Omzetbelasting, reisbureauregeling
Omzetbelasting, reisbureauregeling
Besluit BLKB2014/645M
Opschrift
De Staatssecretaris van Financiën heeft het volgende besloten.
Dit besluit vervangt en actualiseert de eerder gepubliceerde beleidsbesluiten over de reisbureauregeling. In dit besluit is onder meer een overgangsregeling opgenomen in verband met een ruimere uitleg van het begrip ‘reiziger’. Verder is de goedkeuring om het 0%-tarief toe te passen op bepaalde vormen van personenvervoer binnen de Unie uitgebreid. Daarnaast is een aantal redactionele aanpassingen doorgevoerd.
1. Inleiding
Het besluit is geen allesomvattende beschrijving van de problematiek die zich voordoet bij de reisbureauregeling. Het besluit gaat in op enkele specifieke situaties.

----------------

:: Jouw opdracht ::
Neem uit het besluit over de reisbureauregeling letterlijk het gedeelte over dat opent met de woorden "1. Inleiding" en sluit met "enkele specifieke situaties.".

----------------

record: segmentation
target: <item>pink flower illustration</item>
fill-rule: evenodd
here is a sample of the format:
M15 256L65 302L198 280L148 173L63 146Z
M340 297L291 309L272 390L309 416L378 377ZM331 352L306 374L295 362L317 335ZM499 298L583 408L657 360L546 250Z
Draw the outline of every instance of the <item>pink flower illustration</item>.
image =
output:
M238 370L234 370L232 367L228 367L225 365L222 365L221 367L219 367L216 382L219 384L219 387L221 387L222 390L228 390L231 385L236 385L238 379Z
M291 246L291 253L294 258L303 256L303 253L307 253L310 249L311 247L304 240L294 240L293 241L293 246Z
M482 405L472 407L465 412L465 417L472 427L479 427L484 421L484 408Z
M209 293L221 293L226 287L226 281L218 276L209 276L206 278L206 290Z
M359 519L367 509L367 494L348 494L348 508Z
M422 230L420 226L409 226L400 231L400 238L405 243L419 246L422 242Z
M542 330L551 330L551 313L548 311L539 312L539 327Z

----------------

:: Antwoord ::
1. Inleiding
Het besluit is geen allesomvattende beschrijving van de problematiek die zich voordoet bij de reisbureauregeling. Het besluit gaat in op enkele specifieke situaties.